Sunday, November 28, 2010

Undecided

The steamed flower buns are essential to an Esquire meal.

I wrote about the culling of some QSRs from my list of places to eat. It’s easier to bid adieu to places like that since for all the ID and the marketing research that goes into them, they are still soulless places.

However, when it comes to places like Esquire, I have a hard time deciding whether it is time to make the final cut. It is a place intrinsically linked with numerous family meals when I was growing up. It has with it part of my family DNA – from weekends browsing in Sungei Wang Plaza and lunching at the Esquire outlet on the top floor, to weekday dinners when Grandma did not cook. It was also a favourite meeting place between Ying May, one of my best friends and I, when there was still an outlet in Bangsar Shopping Centre.

I think the chain has undergone some changes. I believe it has changed ownership and is now run by the same people who managed the Nam Heong chain of chicken rice shops. Esquire outlets are in two places I like going because of the ease of parking – Subang Parade and Atria.

I’ve brought Erin to dine at Esquire twice. Both with Nana and Pops. She enjoyed the Esquire tofu both visits, but I am not sure if the food is really all that it should be anymore. I continue to order the same dishes, (except for the Japanese eel, which they tend to run out of so many times that they should take it off the menu) but I just am not sure I’m getting the quality I want.
Soggy dumplings and no vinegar!


Szechuan eggplant
Presentation does not exist in Esquire! Note the spring onions marooned on the edge of the bowl!
The wor tip (deep fried dumplings) was soggy and stodgy, and mum commented on the grey-looking paper base on the steamed flower buns, though the buns themselves are still soft and passably large. I think there could be a lot less oil used in the paprika chicken and the Szechuan eggplant, though the flavour is still good. There is a RM2 surcharge when you request for the Esquire tofu in a set menu (what the?!), and overall there is no presentation to speak of. But yet…
Erin likes the Esquire tofu, but I dare say she likes the kind I cook too!


Saying goodbye to Esquire is akin to putting my old leather bomber in the recycle bin. I probably won’t wear it again, but it is an intrinsic part of who I am, because it was the essence of what I used to be, which coloured the choices I made to become who I am now. To me, relationships with food can be like that too. So what do I do?

What you have to do: In one to three sentences, explain why the writer of the text about Esquire finds it hard to decide whether to stop eating there. Rely only on the text above.

(Records in a dataset)
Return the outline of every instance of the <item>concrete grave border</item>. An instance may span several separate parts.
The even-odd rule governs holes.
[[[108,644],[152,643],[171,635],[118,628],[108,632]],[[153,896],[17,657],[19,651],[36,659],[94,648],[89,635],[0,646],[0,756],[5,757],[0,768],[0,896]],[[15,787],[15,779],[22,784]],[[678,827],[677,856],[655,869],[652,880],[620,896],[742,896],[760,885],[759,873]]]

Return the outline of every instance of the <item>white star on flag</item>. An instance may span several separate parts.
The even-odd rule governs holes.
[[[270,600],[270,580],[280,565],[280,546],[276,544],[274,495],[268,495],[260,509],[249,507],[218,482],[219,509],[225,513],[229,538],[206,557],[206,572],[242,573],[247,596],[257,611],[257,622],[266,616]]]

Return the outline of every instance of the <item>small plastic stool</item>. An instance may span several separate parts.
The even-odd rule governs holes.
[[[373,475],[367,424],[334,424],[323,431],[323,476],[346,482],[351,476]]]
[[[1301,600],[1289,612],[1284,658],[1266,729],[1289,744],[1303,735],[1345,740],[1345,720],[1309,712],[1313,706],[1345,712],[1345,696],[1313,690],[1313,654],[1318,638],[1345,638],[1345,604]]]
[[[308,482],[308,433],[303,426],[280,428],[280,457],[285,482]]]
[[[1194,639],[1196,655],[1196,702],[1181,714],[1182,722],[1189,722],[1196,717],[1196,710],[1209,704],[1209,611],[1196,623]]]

Solved exercise: Esquire is closely tied to many family meals from the writer's childhood, including weekend lunches at the Sungei Wang Plaza outlet and weekday dinners when Grandma did not cook. It was also a favorite meeting place with Ying May. The writer compares giving it up to throwing away an old leather bomber: it may not be used again, but it remains part of who the writer is.